Stated task: Output the data exactly, with every line intact.

Records to use:

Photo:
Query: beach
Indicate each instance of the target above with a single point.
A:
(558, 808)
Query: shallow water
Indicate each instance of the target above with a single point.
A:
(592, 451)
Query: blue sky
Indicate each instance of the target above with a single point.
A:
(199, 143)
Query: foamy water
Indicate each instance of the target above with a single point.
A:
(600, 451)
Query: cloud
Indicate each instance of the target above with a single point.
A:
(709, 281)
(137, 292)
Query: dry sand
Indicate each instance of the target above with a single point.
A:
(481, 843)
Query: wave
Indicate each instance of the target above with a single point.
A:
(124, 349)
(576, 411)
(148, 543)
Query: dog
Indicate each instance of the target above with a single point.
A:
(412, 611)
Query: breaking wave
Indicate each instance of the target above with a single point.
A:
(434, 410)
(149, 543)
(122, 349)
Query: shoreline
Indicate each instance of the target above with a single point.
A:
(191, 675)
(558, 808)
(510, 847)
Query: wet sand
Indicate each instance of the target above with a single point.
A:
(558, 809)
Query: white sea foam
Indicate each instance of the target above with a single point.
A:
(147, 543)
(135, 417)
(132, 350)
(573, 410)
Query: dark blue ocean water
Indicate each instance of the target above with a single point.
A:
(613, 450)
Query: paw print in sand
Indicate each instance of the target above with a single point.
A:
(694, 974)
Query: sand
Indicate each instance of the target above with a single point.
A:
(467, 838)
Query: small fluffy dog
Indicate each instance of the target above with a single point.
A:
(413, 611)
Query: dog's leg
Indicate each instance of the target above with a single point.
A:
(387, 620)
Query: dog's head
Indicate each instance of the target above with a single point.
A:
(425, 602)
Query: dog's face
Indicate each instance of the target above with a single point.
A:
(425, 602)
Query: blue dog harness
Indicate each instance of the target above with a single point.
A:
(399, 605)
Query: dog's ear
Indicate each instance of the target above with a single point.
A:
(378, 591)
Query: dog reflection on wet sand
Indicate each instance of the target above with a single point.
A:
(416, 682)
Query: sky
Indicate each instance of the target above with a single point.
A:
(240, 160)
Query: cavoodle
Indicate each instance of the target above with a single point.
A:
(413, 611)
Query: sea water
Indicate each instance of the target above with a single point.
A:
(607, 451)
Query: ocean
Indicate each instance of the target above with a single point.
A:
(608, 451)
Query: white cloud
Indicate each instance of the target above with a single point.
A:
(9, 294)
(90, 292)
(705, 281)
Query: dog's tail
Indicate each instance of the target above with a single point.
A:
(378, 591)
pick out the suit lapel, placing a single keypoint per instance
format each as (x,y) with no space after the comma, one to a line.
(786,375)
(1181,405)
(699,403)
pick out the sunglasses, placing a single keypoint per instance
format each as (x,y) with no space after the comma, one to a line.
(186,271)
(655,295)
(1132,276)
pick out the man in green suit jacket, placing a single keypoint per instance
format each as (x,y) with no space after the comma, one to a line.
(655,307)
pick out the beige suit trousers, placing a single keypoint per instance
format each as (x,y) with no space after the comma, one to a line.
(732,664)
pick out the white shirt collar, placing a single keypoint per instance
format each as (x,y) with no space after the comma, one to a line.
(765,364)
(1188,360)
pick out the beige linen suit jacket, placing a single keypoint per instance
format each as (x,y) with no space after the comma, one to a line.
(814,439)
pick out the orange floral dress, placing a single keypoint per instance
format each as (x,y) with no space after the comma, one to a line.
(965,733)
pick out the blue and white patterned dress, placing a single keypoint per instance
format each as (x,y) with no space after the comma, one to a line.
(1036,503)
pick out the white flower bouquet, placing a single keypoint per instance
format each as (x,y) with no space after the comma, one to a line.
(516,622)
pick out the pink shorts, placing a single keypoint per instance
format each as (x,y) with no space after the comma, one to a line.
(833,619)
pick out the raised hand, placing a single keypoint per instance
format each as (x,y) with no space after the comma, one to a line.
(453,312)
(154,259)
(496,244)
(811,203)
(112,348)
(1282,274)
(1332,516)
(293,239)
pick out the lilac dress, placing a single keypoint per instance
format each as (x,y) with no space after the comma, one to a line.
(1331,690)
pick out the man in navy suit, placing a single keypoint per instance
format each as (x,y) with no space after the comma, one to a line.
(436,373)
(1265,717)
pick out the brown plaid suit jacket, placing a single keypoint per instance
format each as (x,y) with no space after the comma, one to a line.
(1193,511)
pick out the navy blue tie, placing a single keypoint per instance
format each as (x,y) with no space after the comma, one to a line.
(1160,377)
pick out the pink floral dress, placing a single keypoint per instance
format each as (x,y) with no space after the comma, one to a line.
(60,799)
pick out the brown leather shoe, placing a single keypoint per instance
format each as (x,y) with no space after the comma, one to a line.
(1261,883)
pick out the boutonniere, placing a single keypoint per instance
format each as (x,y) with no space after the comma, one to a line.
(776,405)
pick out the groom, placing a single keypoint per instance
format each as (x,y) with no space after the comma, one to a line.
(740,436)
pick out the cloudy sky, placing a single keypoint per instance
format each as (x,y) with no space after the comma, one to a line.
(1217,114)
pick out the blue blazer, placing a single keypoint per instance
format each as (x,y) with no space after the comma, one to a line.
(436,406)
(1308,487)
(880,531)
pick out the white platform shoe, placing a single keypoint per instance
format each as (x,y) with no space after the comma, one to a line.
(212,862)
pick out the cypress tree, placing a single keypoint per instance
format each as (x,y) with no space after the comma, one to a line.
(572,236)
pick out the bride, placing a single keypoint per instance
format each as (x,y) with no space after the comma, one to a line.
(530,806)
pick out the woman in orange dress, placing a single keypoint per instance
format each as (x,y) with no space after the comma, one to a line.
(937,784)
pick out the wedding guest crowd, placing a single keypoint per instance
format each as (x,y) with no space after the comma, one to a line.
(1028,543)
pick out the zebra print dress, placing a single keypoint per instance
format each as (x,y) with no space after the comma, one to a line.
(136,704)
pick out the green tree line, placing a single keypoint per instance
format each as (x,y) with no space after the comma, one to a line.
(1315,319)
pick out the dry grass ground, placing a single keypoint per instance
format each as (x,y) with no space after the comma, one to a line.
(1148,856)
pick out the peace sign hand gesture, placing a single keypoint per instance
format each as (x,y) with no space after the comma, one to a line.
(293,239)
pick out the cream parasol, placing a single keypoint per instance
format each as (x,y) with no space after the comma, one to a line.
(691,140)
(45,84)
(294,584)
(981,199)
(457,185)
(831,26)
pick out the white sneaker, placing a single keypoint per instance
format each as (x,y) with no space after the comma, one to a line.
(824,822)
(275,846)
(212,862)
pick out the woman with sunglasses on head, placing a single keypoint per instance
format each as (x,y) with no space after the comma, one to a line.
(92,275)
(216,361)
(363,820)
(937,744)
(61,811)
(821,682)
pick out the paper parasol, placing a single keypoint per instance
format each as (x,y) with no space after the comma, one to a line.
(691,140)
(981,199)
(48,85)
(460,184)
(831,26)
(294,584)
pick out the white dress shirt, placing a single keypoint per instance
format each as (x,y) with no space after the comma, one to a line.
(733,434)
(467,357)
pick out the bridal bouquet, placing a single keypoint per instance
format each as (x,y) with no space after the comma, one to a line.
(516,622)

Worked answer:
Photo:
Query: beach
Indicate each instance of the target above with a single point.
A:
(558, 808)
Query: shallow water
Indicate each instance of the target above with a single point.
A:
(592, 451)
Query: blue sky
Indicate each instance of the target above with a single point.
A:
(199, 143)
Query: foamy water
Indicate each instance of the target above with a single point.
A:
(600, 451)
Query: cloud
Indicate each instance of the target above with a single point.
A:
(709, 281)
(137, 292)
Query: dry sand
Indicate each instance of the target above with a single point.
A:
(481, 843)
Query: wave
Indicate each instance of the target above with a single point.
A:
(124, 349)
(576, 411)
(148, 543)
Query: dog
Indicate each instance of the target above with a single point.
A:
(412, 611)
Query: breaking wave
Indicate each instance of the target above with a single point.
A:
(434, 410)
(149, 543)
(122, 349)
Query: shoreline
Indicate each instance of the target above with a single point.
A:
(191, 675)
(558, 808)
(510, 847)
Query: wet sand
Indicate each instance of the target above with a single point.
A:
(558, 809)
Query: white sea foam
Indicate each instance of the target above with a single point.
A:
(147, 543)
(135, 417)
(132, 350)
(573, 410)
Query: dark blue ocean water
Indicate each instance of the target above with a single point.
A:
(613, 450)
Query: paw print in sand
Indicate each instance of the target above with a single point.
A:
(694, 974)
Query: sand
Indicate each instance of the target above with a single point.
A:
(467, 838)
Query: small fluffy dog
Indicate each instance of the target above with a single point.
A:
(413, 611)
Query: dog's leg
Indicate each instance of the target above with a single point.
A:
(387, 620)
Query: dog's head
Indicate each instance of the target above with a single point.
A:
(425, 602)
Query: dog's face
Indicate each instance of the target above with a single point.
A:
(425, 602)
Query: blue dog harness
Indicate each instance of the target above with a single point.
A:
(399, 605)
Query: dog's ear
Indicate each instance of the target above with a single point.
A:
(378, 591)
Query: dog reflection on wet sand
Indicate each instance of the target above with a single point.
A:
(416, 682)
Query: sky
Indicate each instance of the target above with a single point.
A:
(240, 160)
Query: cavoodle
Indicate each instance of the target above with a single point.
A:
(413, 611)
Query: sea water
Indicate each instance of the target above with a single point.
A:
(607, 451)
Query: ocean
Indicate each instance of the target above with a single point.
A:
(608, 451)
Query: white cloud
Indicate each instance of the target above with a single point.
A:
(9, 294)
(90, 292)
(705, 281)
Query: dog's tail
Indicate each instance of the target above with a single point.
A:
(378, 591)
pick out the suit lapel, placing a single keypoint per instance
format each as (x,y) with no space after the comma, one to a line.
(786,375)
(1181,405)
(699,403)
pick out the sunglasses, placing a single keypoint per instance
format each as (x,y) with no space after the comma, one to a line.
(186,271)
(655,295)
(1132,276)
pick out the man in green suit jacket, placing a single keypoint per instance
format each as (x,y) with no space after the comma, one to a line.
(655,307)
pick out the beige suit trousers, placing a single keypoint per instance
format each as (x,y) with no space after the comma, one to a line.
(732,664)
pick out the white shirt collar, placing a single keypoint per instance
format each as (x,y) with no space after the comma, one to a line.
(765,364)
(1188,360)
pick out the beige linen suit jacket, placing a single keypoint per instance
format each as (x,y) with no space after the comma, one to a line.
(814,439)
pick out the orange floral dress, placing a single keypoint per instance
format each as (x,y) with no space after the comma, one to a line.
(965,733)
pick out the blue and white patterned dress, placing a single keypoint per instance
format each as (x,y) with no space after the comma, one to a line.
(1036,503)
pick out the white flower bouquet, placing a single keypoint per instance
format each as (x,y) with no space after the comma, one to a line.
(516,622)
pick out the pink shorts, placing a single keypoint per instance
format each as (x,y) with no space after the comma, one to a line.
(833,619)
pick out the raised hand, placing a single keypoint per instance
format each as (x,y) with no space after the comma, one to a line.
(453,312)
(154,259)
(496,244)
(811,203)
(112,348)
(1282,274)
(1332,516)
(293,239)
pick out the lilac dress, placing a single keypoint per instance
format each as (x,y) with no space after the comma, one to a line.
(1331,690)
pick out the man in navy suit, placing a single keypoint per instance
format each as (x,y) with no space after the comma, one to a line.
(436,373)
(1265,717)
pick out the brown plaid suit jacket, placing a single keypoint per instance
format each as (x,y) with no space after the comma, one to a line.
(1193,511)
pick out the navy blue tie, placing a single keypoint per instance
format each as (x,y) with no space after the comma, one to a line.
(1160,377)
pick out the pink floral dress, placing a single keypoint per instance
format each as (x,y) with no space after the comma, one to a line.
(60,799)
pick out the brown leather shoe, placing a single keypoint per instance
format each as (x,y) with no space after the comma, one to a line.
(1261,883)
pick out the boutonniere, placing a single keypoint per instance
format each as (x,y) with no space after the comma, one to a line.
(776,405)
pick out the groom, placing a single keypoint per instance
format each as (x,y) with no space after the comma, one to a line.
(740,436)
pick out the cloudy sky, placing a single keypoint per instance
format each as (x,y) with no space after the comma, one to a line.
(1217,114)
pick out the blue blazer, placing a single keypoint per instance
format each as (x,y) with no space after the comma, one to a line.
(436,406)
(1308,487)
(880,531)
pick out the white platform shoe, placing a single keypoint per instance
format each as (x,y) with no space after the comma, one to a line.
(212,862)
pick out the cypress tree, placing a single keypoint per instance
format each as (x,y) with no space after the comma, one to a line.
(572,236)
pick out the bride, placing a single keypoint per instance
format each as (x,y) with no space after the comma, one to a line.
(530,806)
pick out the woman in orange dress, placing a single keypoint per instance
format each as (x,y) with no space after the comma, one to a line.
(937,784)
pick out the wedding guest crowd, placing a single keypoint per instance
format each as (x,y) with no space after the comma, one to a line.
(1028,543)
pick out the zebra print dress, placing a single keypoint per instance
format each as (x,y) with no space after the comma, one to a line.
(136,704)
pick out the green tree line, placing a single keypoint per instance
format each as (x,y) with no space after the comma, one to a line.
(1315,319)
pick out the dry grass ground, placing a single keypoint per instance
format each as (x,y) with no space after the comma, one to a line.
(1148,856)
pick out the peace sign hand gesture, placing a single keypoint per instance
format each as (x,y) with no space after the comma, one to a line.
(293,239)
pick out the cream parasol, placing a single keypoint per instance
format each as (x,y) with no space after the comma, one to a line.
(691,140)
(45,84)
(294,584)
(981,199)
(457,185)
(831,26)
pick out the white sneaker, placing a single keypoint per instance
format each as (x,y) with no space after the comma, one to a line.
(824,822)
(275,846)
(212,862)
pick out the woman with sunglasses on head, placing a single keypoint per instance
format each as (x,y) with no space after the comma, one to a line.
(92,275)
(216,361)
(363,820)
(937,744)
(61,811)
(821,682)
pick out the paper parasol, placing a single keypoint per instance
format each as (x,y) with no space after the comma, one to a line.
(691,140)
(981,199)
(48,85)
(460,184)
(831,26)
(294,584)
pick out the white dress shirt, placing a single keypoint per instance
format each as (x,y) with no space after the comma, one to a line.
(733,434)
(467,357)
pick out the bridal bouquet, placing a single keypoint per instance
format each as (x,y) with no space after the comma, one to a line.
(516,622)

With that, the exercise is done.